- _INSTRUCTIONS FOR THE TASK_
Transcribe the records below exactly, from their first line through the line containing "Scouting pass: put a marker on the metal". Omit every line after it.

________________________________________

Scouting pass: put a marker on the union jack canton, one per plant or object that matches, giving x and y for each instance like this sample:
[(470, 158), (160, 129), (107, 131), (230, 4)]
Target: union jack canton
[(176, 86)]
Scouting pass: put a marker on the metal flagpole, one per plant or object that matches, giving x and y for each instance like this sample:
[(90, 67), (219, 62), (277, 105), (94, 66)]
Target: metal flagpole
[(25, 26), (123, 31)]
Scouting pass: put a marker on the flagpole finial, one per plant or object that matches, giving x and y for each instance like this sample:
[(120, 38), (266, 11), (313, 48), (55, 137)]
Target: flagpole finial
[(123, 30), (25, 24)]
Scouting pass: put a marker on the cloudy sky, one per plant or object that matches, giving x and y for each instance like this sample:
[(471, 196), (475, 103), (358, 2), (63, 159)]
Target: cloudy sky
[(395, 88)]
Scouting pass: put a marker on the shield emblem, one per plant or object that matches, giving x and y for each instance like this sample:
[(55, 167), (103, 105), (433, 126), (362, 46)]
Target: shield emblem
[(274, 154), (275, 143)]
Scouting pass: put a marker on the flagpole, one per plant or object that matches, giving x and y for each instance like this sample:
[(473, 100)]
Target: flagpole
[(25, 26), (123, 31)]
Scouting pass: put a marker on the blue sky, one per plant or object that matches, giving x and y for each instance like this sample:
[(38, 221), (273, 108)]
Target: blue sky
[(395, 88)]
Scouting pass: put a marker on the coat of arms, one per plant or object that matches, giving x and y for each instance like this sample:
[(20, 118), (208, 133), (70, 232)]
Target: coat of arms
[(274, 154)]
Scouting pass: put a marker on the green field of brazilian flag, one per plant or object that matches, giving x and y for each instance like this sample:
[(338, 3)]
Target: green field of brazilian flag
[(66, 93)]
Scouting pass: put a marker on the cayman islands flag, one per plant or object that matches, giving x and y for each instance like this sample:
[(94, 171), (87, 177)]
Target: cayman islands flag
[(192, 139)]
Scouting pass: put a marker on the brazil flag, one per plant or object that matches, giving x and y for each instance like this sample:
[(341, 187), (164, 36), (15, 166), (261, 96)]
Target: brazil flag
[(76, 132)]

________________________________________

- _TASK RESPONSE_
Scouting pass: put a marker on the union jack canton, one per plant or object that matches, giving x and y for each instance like this sample:
[(470, 158), (160, 129), (107, 131), (230, 4)]
Target: union jack canton
[(176, 86)]
Scouting pass: put a marker on the metal flagpole, one per plant or object that matches, giving x and y for each instance like this sample:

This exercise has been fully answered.